── Source extract ──

Hacker Newsnew | past | comments | ask | show | jobs | submitlogin

The paragraph

When Mayer suspects an employee might burn out, she asks them to find their rhythm. They've come back with, "I need to be home for Tuesday night dinners," or "I need to be on time for my daughter's soccer games."

really bothers me. If employee burnout is a regular thing inside your organization, that's a serious issue that needs solving. But to have to ask permission to spend time with your family is ridiculous.

If you're working 130 hours a week, something is seriously, seriously wrong.



Agreed, it reads like pure insanity.

That you would only be "granted" to have time for your family if you're on the brink of burn-out is ... horrible. I'm pretty sure that's not the general guideline about how Google operates, not sure if there's some editing and/or language barrier here.


I don't think there is any such barrier. I've read multiple articles from multiple publications about the same Marissa Mayer, and they all have the same anecdotes and themes. If it's so consistent across multiple publications, you have to think she really does say all these things. Whether she walks the talk is another question, but she's probably a freak of nature who is really able to do so.

───
── Dataset entries ──

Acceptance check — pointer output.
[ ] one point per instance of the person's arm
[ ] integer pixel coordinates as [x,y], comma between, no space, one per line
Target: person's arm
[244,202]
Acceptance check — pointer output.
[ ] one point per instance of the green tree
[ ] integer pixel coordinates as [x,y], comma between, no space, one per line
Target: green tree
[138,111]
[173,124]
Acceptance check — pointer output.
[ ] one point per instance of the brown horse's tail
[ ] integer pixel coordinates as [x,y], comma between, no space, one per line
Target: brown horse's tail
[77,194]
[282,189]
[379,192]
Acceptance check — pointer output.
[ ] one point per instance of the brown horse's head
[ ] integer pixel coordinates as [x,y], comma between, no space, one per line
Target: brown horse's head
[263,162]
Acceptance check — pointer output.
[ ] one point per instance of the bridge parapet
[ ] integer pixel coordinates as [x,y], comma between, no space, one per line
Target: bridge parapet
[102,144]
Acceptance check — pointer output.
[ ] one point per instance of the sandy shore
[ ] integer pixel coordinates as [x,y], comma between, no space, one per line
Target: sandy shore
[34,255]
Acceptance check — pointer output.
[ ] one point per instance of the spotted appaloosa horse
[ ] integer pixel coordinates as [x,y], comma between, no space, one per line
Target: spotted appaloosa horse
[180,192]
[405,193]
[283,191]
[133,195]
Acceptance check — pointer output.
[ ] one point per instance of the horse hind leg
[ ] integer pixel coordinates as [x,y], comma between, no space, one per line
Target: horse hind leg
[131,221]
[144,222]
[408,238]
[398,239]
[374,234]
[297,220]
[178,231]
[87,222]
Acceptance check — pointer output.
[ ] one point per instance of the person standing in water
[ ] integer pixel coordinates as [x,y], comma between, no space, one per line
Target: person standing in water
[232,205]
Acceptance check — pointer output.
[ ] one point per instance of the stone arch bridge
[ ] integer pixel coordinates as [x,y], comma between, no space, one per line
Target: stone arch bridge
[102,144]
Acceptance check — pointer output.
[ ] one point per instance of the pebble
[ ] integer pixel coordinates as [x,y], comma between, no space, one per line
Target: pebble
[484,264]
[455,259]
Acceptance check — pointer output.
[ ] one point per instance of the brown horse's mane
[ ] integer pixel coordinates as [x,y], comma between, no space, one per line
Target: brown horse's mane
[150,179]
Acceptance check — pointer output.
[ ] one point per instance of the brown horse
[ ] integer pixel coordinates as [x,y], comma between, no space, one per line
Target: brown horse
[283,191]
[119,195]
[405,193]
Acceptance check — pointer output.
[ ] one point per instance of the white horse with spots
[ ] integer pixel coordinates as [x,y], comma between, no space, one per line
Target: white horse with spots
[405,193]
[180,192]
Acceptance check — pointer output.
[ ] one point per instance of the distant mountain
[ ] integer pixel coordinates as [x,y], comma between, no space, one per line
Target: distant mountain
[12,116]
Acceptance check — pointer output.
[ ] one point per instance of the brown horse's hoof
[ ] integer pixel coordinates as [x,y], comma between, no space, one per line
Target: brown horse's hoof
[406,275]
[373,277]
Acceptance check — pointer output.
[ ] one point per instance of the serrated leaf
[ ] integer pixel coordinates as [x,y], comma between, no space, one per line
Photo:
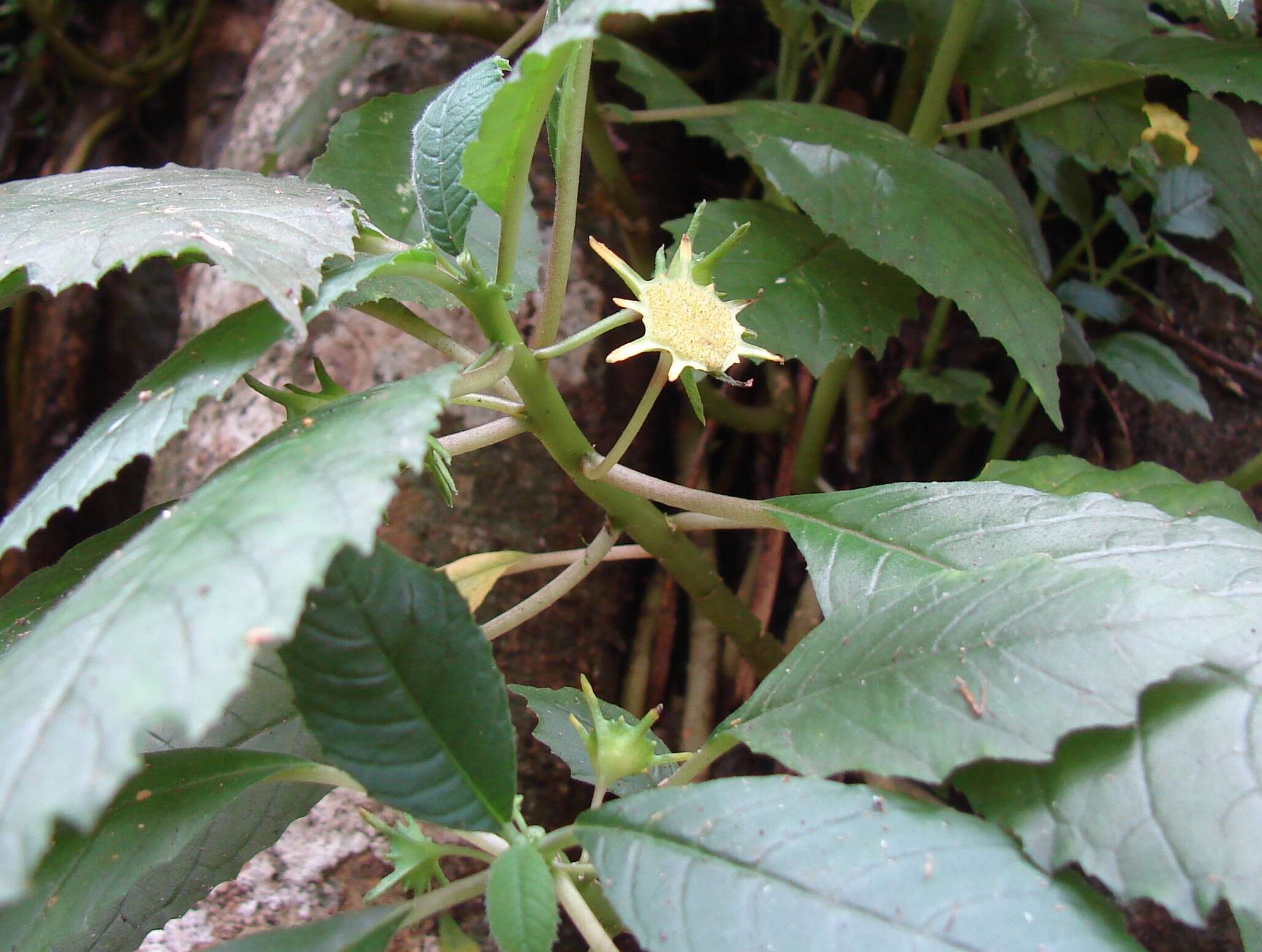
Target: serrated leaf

───

What the task asks: Reproduce the passage from the Hacker News discussion about Marissa Mayer, starting at "really bothers me." and ending at "like pure insanity.".

Written response:
really bothers me. If employee burnout is a regular thing inside your organization, that's a serious issue that needs solving. But to have to ask permission to spend time with your family is ridiculous.

If you're working 130 hours a week, something is seriously, seriously wrong.



Agreed, it reads like pure insanity.